-------- Excerpt --------

Brits defend killing women and children at Iraq checkpoint
The Jerusalem Post
April 1, 2003
The killing of seven women and children by US troops in southern Iraq was a tragedy but doesn't compare with the deliberate killing of civilians by Iraqi forces, a British minister said Tuesday.
"This is a tragedy that's happened as a result of the heat of war, as opposed to the callous murder and slaughter of the Iraqi people by Saddam Hussein," Armed Forces Minister Adam Ingram told Sky News television.
US soldiers shot and killed the civilians when the driver of their van failed to stop at a checkpoint as ordered, US Central Command said. An American journalist who was at the scene said 10 Iraqis were killed on Monday, including five young children.
The checkpoint near Najaf was about 30 kilometers (20 miles) north of the site of Saturday's suicide car bombing, in which an Iraqi soldier in civilian dress killed four US soldiers.
A British military spokesman acknowledged that Monday's shooting could undermine efforts to win the support of Iraqi civilians for the coalition campaign.
"If you were a civilian watching that, of course you would interpret it
in that way," Col. Chris Vernon told British Broadcasting Corp. radio.

--------

### [Exercise objective]
Extend the news report above on the checkpoint shooting near Najaf, picking up after its last sentence.

-------- Dataset entries --------

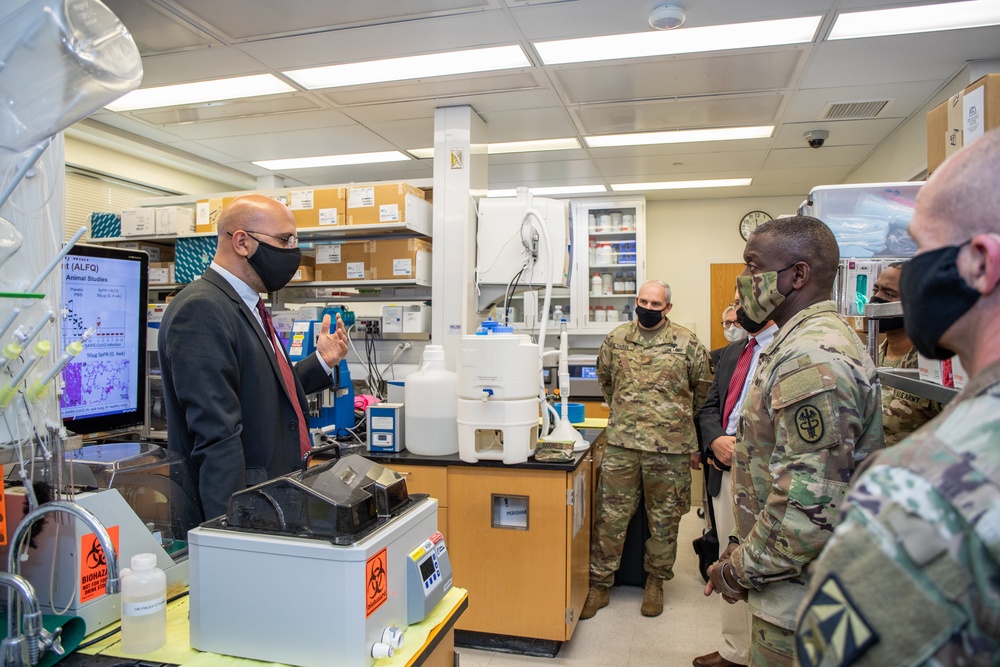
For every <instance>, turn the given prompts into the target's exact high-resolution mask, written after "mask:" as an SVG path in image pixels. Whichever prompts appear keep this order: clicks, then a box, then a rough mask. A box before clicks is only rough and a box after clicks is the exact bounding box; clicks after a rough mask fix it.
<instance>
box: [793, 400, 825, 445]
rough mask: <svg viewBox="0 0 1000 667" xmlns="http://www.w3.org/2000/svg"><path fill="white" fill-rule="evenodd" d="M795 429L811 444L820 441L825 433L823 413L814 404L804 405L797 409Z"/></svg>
mask: <svg viewBox="0 0 1000 667" xmlns="http://www.w3.org/2000/svg"><path fill="white" fill-rule="evenodd" d="M795 430H796V431H798V433H799V437H800V438H802V440H803V441H805V442H808V443H809V444H810V445H812V444H815V443H817V442H819V441H820V440H822V439H823V434H824V433H825V426H824V424H823V415H822V413H821V412H820V411H819V410H817V409H816V406H814V405H803V406H802V407H801V408H799V409H798V410H796V411H795Z"/></svg>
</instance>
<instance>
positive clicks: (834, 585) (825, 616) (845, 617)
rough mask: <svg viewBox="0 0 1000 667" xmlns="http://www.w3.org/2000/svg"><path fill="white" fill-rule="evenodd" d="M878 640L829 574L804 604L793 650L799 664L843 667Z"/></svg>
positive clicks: (850, 663) (854, 661)
mask: <svg viewBox="0 0 1000 667" xmlns="http://www.w3.org/2000/svg"><path fill="white" fill-rule="evenodd" d="M878 640H879V636H878V634H877V633H876V632H875V631H874V630H873V629H872V627H871V625H869V624H868V621H867V619H865V617H864V616H862V614H861V612H860V611H859V610H858V608H857V607H856V606H855V604H854V601H853V600H852V599H851V596H850V595H848V594H847V591H846V590H845V589H844V587H843V585H842V584H841V582H840V579H838V578H837V575H835V574H830V575H829V576H827V578H826V580H825V581H824V582H823V584H822V585H821V586H820V587H819V589H818V590H817V591H816V594H815V595H814V596H813V598H812V600H810V601H809V603H808V605H807V606H806V611H805V614H804V615H803V616H802V620H801V622H800V625H799V632H798V636H797V637H796V640H795V650H796V652H797V653H798V658H799V663H800V664H801V665H802V666H803V667H820V666H822V667H846V666H847V665H850V664H852V663H854V662H855V661H856V660H857V659H858V658H859V657H861V655H862V654H864V652H865V651H867V650H868V649H869V648H870V647H871V646H873V645H874V644H875V643H876V642H878Z"/></svg>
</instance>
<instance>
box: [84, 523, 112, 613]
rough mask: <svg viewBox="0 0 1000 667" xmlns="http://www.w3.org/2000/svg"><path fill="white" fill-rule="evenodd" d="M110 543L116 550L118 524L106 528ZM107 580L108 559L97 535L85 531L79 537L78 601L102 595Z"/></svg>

--------

### [Reply to the exercise]
But he said military commanders would back their troops in such incidents if they found the soldiers had acted against a perceived threat.
"We must allow our junior commanders who are doing the business on the ground to make the split decisions as they think best," Vernon said. "If the decision is made that the threat against our soldiers is sufficient that they have to use self defense, then they will be fully supported."
Ingram said Iraqis hostile to coalition troops as a result of the civilian deaths would likely change their attitude after a US-led victory.
"Let's see what the mood of the Iraqi people is once we have removed Saddam Hussein and his evil regime," Ingram said. "Just remember those pictures of a few days ago when the civilians were leaving Basra and the Republican Guards and the paramilitary groups loyal to Saddam Hussein were bombing and shooting their own people in many hundreds."
British military officials and witnesses last Friday reported that Iraqi forces fired mortars and machine guns at around 1,000 Iraqi civilians trying to flee the southern city of Basra, which British troops have surrounded for more than a week. Many of the civilians were forced to retreat.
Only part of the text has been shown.